> **Work to be completed**
Reproduce all of the data exactly.

> **Region pointing data**
#####
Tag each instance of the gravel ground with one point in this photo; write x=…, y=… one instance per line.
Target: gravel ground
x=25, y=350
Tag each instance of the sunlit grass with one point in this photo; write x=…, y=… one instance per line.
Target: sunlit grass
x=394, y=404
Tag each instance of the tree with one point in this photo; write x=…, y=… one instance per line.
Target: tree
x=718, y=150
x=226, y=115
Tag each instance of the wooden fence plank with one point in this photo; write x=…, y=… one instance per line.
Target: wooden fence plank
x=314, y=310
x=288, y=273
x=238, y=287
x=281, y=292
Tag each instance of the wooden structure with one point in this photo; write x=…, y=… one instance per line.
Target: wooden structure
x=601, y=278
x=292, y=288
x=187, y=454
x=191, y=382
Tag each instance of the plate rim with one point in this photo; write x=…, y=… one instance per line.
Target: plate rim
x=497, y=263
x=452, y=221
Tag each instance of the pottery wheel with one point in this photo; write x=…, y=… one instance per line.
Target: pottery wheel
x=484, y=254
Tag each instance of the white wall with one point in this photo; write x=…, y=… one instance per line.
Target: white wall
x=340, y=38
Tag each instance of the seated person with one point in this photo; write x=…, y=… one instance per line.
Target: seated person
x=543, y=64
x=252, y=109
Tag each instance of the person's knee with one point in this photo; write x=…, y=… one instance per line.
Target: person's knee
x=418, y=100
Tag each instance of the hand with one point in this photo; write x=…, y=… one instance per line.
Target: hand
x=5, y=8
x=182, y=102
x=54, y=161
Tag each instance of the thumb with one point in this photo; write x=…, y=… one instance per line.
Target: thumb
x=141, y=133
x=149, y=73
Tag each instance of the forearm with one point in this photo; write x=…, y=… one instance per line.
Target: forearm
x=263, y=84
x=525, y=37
#####
> **Result below**
Tag each instance of the gravel ground with one point in this photo; write x=…, y=… one instance per line.
Target: gravel ground
x=25, y=350
Tag each instance of the sunlit grass with one point in this photo; write x=…, y=… one instance per line.
Target: sunlit grass
x=394, y=404
Tag each instance of the tree with one point in this photo; write x=…, y=… one instance per line.
Target: tree
x=718, y=150
x=226, y=115
Tag each instance of the wooden fence plank with one point in this photo; write x=…, y=… one instance per line.
Target: wooden fence plank
x=314, y=310
x=288, y=273
x=238, y=287
x=281, y=292
Tag each instance of the wooden structure with one point in this photo; write x=…, y=… one instance per line.
Target: wooden structure
x=601, y=278
x=292, y=288
x=187, y=454
x=191, y=382
Tag each instance of the plate rim with one point in this photo; write x=…, y=… one instance per line.
Target: plate rim
x=497, y=263
x=452, y=221
Tag each instance of the pottery wheel with one point in this photo; write x=…, y=… one instance per line.
Target: pottery wheel
x=484, y=254
Tag each instance of the white wall with one point in this photo; write x=…, y=… one instance per line.
Target: white wall
x=340, y=38
Tag each instance of the seated person with one point in this photo; write x=…, y=… one instance per line.
Target: seated person
x=543, y=64
x=252, y=109
Tag each instance of the person's knee with one point in this photo; write x=…, y=… one instance per line.
Target: person's knee
x=418, y=100
Tag each instance of the hand with one point in this photo; write x=…, y=… one instance per line.
Target: hand
x=5, y=8
x=182, y=102
x=54, y=161
Tag each instance of the thumb with one point in this photo; write x=…, y=… one instance per line.
Target: thumb
x=141, y=133
x=149, y=73
Tag each instance of the forearm with one point in this photo; write x=…, y=… one instance per line.
Target: forearm
x=263, y=84
x=525, y=37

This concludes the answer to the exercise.